What the task requires => Each entry that follows is to be duplicated exactly, without its images.

Record set =>
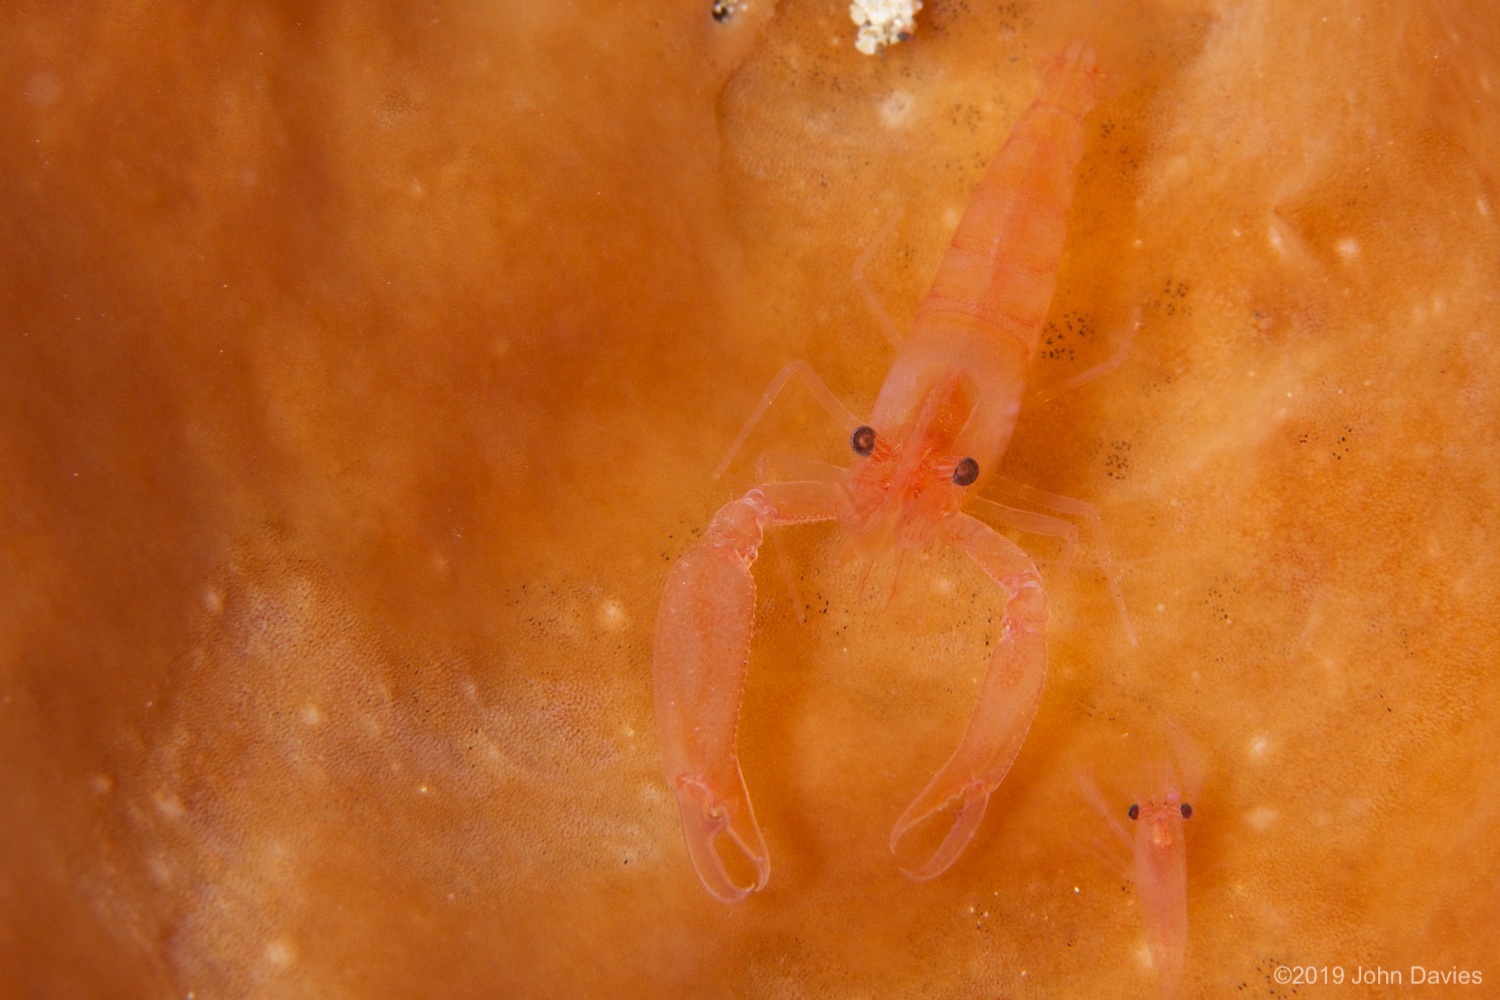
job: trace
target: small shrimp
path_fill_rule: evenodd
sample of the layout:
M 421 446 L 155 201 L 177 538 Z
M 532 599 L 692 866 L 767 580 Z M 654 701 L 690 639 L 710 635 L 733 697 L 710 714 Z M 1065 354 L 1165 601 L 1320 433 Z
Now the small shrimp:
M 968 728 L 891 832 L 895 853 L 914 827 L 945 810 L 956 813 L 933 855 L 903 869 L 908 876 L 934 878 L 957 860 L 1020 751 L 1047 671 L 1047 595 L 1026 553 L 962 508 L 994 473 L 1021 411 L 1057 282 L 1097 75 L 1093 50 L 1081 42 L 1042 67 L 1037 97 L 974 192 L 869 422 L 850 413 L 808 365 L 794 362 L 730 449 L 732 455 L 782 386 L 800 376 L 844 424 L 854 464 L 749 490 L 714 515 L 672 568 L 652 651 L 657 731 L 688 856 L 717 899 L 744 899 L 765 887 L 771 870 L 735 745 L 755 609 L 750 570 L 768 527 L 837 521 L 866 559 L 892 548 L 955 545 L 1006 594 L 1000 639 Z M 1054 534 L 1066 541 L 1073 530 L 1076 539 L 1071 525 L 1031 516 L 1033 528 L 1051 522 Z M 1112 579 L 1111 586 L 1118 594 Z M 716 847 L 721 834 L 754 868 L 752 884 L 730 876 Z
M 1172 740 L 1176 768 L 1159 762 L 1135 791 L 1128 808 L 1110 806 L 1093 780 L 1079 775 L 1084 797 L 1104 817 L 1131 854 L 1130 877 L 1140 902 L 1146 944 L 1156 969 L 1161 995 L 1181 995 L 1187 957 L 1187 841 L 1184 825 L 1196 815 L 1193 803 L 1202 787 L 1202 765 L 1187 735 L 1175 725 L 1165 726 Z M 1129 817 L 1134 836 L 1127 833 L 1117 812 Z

Written answer =>
job: trace
target: small shrimp
path_fill_rule: evenodd
sample of the layout:
M 421 446 L 155 201 L 177 538 Z
M 532 599 L 692 866 L 767 580 Z M 654 701 L 690 639 L 710 635 L 733 697 L 710 714 Z M 1065 354 L 1165 601 L 1320 433 Z
Now the small shrimp:
M 968 728 L 891 832 L 895 853 L 914 827 L 945 810 L 956 813 L 933 855 L 903 869 L 908 876 L 934 878 L 957 860 L 1020 751 L 1047 671 L 1047 595 L 1026 553 L 962 508 L 994 473 L 1021 411 L 1057 282 L 1097 75 L 1093 50 L 1081 42 L 1042 67 L 1037 97 L 974 192 L 869 422 L 850 413 L 808 365 L 794 362 L 730 449 L 732 455 L 782 386 L 800 376 L 844 424 L 854 464 L 749 490 L 714 515 L 672 568 L 652 651 L 657 731 L 688 856 L 717 899 L 744 899 L 765 887 L 771 870 L 735 745 L 755 609 L 750 570 L 768 527 L 837 521 L 866 559 L 892 548 L 955 545 L 1006 594 L 1000 639 Z M 1054 534 L 1066 541 L 1073 530 L 1076 539 L 1071 525 L 1031 516 L 1033 528 L 1051 522 Z M 1112 579 L 1111 586 L 1118 594 Z M 716 847 L 721 834 L 754 868 L 752 884 L 730 876 Z
M 1172 740 L 1176 768 L 1159 762 L 1135 791 L 1128 808 L 1110 806 L 1093 780 L 1079 775 L 1084 797 L 1104 817 L 1131 854 L 1130 877 L 1140 902 L 1146 944 L 1156 969 L 1161 995 L 1181 995 L 1187 957 L 1187 841 L 1184 825 L 1196 815 L 1193 803 L 1202 787 L 1202 765 L 1187 735 L 1175 725 L 1165 726 Z M 1129 817 L 1134 836 L 1127 833 L 1117 812 Z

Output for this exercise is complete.